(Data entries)
------------------------
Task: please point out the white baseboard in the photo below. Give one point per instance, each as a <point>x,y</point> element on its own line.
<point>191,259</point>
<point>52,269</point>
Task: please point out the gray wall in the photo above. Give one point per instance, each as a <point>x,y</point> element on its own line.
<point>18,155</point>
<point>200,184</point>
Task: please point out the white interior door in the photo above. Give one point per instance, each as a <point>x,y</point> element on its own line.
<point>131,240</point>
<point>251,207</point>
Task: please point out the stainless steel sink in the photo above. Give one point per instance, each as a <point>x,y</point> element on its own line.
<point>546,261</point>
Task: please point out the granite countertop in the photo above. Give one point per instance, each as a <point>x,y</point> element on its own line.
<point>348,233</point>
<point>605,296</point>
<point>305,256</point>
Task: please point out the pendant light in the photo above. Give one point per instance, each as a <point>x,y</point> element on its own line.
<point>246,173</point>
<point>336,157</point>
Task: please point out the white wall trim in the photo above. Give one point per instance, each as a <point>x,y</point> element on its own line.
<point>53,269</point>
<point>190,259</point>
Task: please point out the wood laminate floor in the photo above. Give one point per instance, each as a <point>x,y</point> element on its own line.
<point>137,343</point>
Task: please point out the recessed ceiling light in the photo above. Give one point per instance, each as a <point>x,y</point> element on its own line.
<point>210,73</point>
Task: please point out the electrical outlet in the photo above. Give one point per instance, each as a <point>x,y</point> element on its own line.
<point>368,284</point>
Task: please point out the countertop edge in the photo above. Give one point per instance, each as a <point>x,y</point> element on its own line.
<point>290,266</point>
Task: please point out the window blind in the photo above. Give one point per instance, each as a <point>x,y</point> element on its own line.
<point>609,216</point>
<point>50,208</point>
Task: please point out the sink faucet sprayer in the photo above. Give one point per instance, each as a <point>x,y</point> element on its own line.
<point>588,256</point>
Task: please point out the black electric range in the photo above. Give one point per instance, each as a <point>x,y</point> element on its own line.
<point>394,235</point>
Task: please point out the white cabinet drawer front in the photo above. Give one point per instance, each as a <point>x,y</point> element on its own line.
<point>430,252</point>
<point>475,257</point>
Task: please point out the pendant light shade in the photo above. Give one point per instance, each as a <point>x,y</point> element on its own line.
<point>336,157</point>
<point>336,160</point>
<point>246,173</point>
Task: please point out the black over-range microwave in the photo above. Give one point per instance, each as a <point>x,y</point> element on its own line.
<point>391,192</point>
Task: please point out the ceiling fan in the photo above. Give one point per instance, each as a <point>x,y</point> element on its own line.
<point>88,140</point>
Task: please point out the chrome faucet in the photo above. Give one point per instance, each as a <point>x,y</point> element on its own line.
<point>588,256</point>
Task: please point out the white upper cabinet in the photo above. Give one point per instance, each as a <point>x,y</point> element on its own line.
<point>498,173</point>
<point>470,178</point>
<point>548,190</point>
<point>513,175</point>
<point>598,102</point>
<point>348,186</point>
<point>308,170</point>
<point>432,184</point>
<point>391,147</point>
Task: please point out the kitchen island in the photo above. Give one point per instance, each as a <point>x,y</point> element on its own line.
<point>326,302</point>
------------------------
• Work to do
Reproduce all the entries, swapping every "point out" for "indicate" and leaving everything else unchanged.

• Task response
Task: please indicate the white baseboard in the photo below. Give one point per instance, each as a <point>x,y</point> element on its own line.
<point>191,259</point>
<point>52,269</point>
Task: please indicate the gray wall in the photo above. Give one point per instance, each as a <point>x,y</point> element on its own line.
<point>18,155</point>
<point>200,184</point>
Task: please indicate the white interior door in the photo above. Give one point per instance, each as a <point>x,y</point> element on its own line.
<point>131,240</point>
<point>251,207</point>
Task: please indicate the stainless steel sink in the photo above. Give one point per instance, each as a <point>x,y</point> element on its own line.
<point>546,261</point>
Task: please indicate the granite countertop in the photo above. Give one point per instance, each as a <point>x,y</point> element on its own line.
<point>348,233</point>
<point>605,296</point>
<point>305,256</point>
Task: please indicate the pendant light in the photo above. Give one point per instance, each as a <point>x,y</point> element on its own line.
<point>246,173</point>
<point>336,157</point>
Task: please indicate the white wall trim in the photo above. Give one point per instance, each as a <point>x,y</point> element on its own line.
<point>53,269</point>
<point>190,259</point>
Task: please indicate the wood laminate floor in the photo above. Give one point per instance, each as a <point>x,y</point> element on its own line.
<point>137,343</point>
Task: please indicate the recessed ceiling light in the photo above. Give one point per instance, each as a <point>x,y</point> element on its own line.
<point>210,73</point>
Task: please indicate the electrical outlet in the photo above. Give one point per instance, each as a <point>x,y</point> element on its own line.
<point>368,284</point>
Task: please indicate the countertop edge in the photo above. Give one point per instance, each as a <point>x,y</point> element on its own line.
<point>290,266</point>
Task: please indicate the window blind in the photo above. Give one point per instance, each as a <point>x,y</point> element on its own line.
<point>609,216</point>
<point>50,208</point>
Task: please indicate the sink faucet sprayer in the photo above. Give one point per instance, each as a <point>x,y</point> element on its own line.
<point>588,256</point>
Task: please indicate the black electric range in the photo above. Give one point per instance, each as a <point>x,y</point> element on its own line.
<point>394,235</point>
Task: please indicate the white cabinet drawer front in the photo above. Give one point per instance, each as a <point>x,y</point> element on its own line.
<point>430,252</point>
<point>475,257</point>
Task: please indicate the pendant light shade in the photo above. Give one point per instance, each as a <point>x,y</point> element on its own line.
<point>336,157</point>
<point>336,160</point>
<point>246,173</point>
Task: please indicate the black over-range microwave in the photo above. Give one point per instance, each as a <point>x,y</point> element on its own line.
<point>391,192</point>
Task: please indicate the ceiling fan in the photo above. Give one point per instance, each as a <point>x,y</point> element on its own line.
<point>88,140</point>
Task: please indicate the chrome faucet in the photo above. Give one point per instance, each as a <point>x,y</point> element on its own line.
<point>588,256</point>
Task: please indicate the white upper cabinet in the photo above. Give one point per instance, each as a <point>x,y</point> element on its own line.
<point>498,173</point>
<point>470,178</point>
<point>548,190</point>
<point>513,175</point>
<point>598,102</point>
<point>348,186</point>
<point>308,170</point>
<point>432,184</point>
<point>391,147</point>
Task: please indicate the kitchen island in the photo above. Give one point per instance, each as a <point>x,y</point> element on its own line.
<point>326,302</point>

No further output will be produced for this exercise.